## Provided information
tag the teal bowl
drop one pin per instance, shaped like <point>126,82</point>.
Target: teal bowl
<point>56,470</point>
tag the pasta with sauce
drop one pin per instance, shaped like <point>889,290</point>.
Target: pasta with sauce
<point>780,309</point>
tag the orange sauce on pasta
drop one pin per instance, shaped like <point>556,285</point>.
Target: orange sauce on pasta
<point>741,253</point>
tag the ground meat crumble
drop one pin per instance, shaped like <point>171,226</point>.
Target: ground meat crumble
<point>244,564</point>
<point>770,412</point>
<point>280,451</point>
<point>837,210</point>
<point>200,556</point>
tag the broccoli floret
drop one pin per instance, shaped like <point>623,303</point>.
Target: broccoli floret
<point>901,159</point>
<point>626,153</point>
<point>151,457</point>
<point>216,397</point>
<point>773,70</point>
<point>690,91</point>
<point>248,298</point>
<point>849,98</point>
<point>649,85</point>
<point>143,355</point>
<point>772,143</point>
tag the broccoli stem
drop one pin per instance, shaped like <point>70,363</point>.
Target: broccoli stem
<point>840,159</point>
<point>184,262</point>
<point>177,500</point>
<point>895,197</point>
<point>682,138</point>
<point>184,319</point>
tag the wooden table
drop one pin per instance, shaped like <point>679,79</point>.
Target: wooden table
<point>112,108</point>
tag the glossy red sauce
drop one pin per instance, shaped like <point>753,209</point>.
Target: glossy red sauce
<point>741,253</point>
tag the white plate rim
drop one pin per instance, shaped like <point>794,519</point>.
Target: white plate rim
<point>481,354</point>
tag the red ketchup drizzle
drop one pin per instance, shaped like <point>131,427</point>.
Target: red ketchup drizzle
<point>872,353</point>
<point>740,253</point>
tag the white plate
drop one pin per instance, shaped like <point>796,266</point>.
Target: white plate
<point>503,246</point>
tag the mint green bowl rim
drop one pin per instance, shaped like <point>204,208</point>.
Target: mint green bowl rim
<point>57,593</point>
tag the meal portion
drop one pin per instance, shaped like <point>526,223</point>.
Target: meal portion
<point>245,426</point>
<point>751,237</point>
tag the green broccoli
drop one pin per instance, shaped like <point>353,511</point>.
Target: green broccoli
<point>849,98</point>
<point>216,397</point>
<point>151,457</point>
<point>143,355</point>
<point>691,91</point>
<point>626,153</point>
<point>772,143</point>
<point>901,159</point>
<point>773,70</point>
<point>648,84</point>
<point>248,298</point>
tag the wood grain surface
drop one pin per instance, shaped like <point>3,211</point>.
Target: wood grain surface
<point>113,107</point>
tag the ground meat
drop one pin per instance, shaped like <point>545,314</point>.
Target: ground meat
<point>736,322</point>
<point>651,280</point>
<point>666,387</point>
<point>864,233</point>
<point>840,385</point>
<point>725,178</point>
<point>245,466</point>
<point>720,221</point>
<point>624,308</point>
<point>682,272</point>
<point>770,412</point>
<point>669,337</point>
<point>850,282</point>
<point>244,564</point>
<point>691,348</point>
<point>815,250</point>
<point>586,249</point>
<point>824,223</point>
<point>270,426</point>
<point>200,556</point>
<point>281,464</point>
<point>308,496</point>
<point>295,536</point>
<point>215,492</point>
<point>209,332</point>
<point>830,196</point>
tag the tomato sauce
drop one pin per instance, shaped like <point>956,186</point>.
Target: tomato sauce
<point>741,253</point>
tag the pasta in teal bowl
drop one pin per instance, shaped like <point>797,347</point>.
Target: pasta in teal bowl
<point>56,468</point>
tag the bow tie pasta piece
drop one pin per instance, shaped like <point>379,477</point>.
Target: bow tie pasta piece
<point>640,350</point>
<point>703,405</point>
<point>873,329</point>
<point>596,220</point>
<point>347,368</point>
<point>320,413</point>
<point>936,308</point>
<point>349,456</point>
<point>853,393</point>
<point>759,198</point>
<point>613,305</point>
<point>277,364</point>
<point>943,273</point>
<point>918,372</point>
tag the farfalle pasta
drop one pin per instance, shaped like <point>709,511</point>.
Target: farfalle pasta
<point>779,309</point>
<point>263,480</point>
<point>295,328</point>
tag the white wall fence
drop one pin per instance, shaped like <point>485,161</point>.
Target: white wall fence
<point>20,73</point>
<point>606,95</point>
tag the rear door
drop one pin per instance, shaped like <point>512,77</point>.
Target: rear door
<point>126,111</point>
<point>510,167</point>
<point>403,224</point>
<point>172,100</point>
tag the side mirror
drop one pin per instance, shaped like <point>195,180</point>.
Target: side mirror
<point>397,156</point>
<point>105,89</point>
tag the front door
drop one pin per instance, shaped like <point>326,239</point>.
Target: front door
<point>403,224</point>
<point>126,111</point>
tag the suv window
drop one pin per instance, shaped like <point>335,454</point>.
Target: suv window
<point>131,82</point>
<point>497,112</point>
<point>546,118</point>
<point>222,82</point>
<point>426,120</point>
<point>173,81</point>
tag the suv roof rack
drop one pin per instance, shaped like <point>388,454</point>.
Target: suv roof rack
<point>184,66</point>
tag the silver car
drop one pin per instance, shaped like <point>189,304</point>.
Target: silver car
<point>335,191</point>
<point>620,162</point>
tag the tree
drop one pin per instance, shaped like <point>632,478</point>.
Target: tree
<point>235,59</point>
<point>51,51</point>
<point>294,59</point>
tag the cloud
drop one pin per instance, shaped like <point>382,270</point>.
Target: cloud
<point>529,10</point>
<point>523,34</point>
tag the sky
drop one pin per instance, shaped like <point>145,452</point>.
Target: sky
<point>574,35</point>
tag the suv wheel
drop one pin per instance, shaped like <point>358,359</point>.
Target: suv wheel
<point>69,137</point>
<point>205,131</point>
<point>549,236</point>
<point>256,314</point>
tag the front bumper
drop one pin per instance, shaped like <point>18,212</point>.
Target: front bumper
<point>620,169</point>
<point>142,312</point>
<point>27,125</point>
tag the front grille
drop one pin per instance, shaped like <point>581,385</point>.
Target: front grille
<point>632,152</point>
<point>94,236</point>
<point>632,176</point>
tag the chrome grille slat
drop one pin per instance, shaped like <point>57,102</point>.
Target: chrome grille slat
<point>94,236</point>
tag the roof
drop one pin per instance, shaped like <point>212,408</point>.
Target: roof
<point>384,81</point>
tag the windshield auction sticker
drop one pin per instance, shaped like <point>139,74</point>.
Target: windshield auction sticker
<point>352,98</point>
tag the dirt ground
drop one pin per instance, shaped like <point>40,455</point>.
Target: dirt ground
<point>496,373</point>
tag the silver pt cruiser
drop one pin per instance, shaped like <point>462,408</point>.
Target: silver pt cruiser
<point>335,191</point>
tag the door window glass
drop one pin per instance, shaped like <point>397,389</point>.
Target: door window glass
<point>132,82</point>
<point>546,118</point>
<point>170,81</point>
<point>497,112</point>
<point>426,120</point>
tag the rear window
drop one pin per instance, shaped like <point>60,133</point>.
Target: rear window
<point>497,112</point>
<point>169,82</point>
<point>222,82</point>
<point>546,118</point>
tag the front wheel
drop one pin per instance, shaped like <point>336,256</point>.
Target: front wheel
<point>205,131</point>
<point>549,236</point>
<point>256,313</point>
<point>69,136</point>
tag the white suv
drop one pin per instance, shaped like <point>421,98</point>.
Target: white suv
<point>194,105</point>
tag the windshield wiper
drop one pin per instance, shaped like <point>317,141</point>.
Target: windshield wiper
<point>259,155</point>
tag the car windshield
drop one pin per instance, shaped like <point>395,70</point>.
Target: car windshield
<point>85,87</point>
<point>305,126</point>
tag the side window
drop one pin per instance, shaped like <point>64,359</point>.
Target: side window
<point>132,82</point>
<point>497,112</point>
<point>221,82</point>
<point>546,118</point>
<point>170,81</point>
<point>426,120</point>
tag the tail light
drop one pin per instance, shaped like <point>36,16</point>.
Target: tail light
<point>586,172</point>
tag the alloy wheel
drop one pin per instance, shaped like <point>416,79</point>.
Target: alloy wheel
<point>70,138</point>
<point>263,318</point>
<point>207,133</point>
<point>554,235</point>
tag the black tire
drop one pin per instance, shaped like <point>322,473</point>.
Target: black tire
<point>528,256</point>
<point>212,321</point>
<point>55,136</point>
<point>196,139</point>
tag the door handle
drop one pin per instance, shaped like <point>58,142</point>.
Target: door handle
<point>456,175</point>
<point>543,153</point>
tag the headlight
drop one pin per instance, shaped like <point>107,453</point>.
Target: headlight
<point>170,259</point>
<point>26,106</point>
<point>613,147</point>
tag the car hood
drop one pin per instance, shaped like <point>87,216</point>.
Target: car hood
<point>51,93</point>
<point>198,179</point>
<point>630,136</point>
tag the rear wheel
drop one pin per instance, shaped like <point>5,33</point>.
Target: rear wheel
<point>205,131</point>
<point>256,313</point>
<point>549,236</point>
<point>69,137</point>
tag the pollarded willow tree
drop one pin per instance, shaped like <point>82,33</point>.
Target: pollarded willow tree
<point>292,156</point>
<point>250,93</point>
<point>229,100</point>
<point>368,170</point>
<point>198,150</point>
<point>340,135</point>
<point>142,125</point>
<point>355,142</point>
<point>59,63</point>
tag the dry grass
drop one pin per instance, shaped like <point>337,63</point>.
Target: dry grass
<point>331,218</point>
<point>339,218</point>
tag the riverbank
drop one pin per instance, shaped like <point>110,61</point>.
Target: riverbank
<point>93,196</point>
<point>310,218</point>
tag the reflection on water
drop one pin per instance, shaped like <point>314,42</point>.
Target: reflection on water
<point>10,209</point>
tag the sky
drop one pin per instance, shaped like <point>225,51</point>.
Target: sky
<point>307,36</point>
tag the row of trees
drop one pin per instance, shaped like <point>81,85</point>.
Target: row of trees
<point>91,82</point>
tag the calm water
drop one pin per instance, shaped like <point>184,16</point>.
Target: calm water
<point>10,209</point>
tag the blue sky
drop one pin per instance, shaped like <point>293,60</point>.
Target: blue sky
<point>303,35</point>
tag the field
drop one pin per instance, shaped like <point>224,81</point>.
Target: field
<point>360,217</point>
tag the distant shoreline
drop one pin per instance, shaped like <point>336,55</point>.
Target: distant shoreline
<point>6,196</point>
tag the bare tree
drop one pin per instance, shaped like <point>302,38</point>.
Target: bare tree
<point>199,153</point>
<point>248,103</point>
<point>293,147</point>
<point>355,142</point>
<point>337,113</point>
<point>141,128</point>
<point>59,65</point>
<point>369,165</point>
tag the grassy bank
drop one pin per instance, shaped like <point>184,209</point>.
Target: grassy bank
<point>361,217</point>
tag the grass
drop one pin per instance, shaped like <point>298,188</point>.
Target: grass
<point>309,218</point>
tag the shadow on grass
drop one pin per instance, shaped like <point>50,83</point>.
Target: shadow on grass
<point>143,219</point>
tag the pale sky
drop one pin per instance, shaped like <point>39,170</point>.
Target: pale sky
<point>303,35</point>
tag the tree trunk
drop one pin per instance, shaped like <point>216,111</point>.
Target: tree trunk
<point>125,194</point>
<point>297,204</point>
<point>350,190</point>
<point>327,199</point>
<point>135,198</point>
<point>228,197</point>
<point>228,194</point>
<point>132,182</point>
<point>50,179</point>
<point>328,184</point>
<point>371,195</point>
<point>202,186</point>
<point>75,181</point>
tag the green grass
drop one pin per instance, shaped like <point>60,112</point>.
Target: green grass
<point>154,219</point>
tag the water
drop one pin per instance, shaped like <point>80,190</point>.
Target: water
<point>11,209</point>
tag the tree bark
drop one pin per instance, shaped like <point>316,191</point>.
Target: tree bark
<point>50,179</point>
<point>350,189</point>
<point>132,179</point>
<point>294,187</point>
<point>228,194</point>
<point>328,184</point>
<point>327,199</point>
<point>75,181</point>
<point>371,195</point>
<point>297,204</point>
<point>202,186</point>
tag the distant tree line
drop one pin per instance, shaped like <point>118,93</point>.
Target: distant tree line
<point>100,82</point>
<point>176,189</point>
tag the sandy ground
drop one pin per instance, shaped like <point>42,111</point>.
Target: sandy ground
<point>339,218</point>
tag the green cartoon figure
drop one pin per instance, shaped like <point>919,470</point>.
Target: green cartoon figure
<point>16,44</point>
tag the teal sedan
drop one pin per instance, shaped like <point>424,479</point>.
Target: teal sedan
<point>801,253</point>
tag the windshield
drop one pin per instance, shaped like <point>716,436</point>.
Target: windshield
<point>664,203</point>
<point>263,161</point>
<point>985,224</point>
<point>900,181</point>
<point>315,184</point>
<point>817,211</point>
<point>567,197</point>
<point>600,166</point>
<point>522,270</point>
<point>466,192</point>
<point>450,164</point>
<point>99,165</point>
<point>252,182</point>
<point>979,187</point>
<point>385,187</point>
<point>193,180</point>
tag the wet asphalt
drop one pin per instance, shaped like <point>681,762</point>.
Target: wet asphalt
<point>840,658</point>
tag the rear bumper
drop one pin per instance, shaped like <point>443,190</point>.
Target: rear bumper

## Goal of the exercise
The entries above hold a line with "tag the alloy wheel" and a later line with "drop one pin per instance, shaped like <point>82,33</point>.". Write out exactly those lines and all lines between, nothing more.

## Answer to this problem
tag the alloy wheel
drop one pin per instance, shaped like <point>416,79</point>.
Target: alloy wheel
<point>70,138</point>
<point>263,318</point>
<point>207,133</point>
<point>554,235</point>
tag the black tire
drop one pin per instance, shaped like <point>322,473</point>.
Target: black tire
<point>528,256</point>
<point>212,321</point>
<point>55,136</point>
<point>196,139</point>
tag the door handle
drop one pin per instance, shaped like <point>58,142</point>.
Target: door handle
<point>456,175</point>
<point>543,153</point>
tag the headlight
drop one pin per instance, shaped like <point>107,453</point>.
Target: headlight
<point>170,259</point>
<point>26,106</point>
<point>613,147</point>
tag the car hood
drop one pin per instance, shaped like <point>87,216</point>.
Target: car hood
<point>51,93</point>
<point>198,179</point>
<point>630,136</point>
tag the rear wheel
drop one pin per instance, shaped like <point>5,33</point>.
Target: rear wheel
<point>205,131</point>
<point>256,313</point>
<point>549,236</point>
<point>69,137</point>
tag the pollarded willow tree
drop one pin per instance, shaped like <point>82,33</point>.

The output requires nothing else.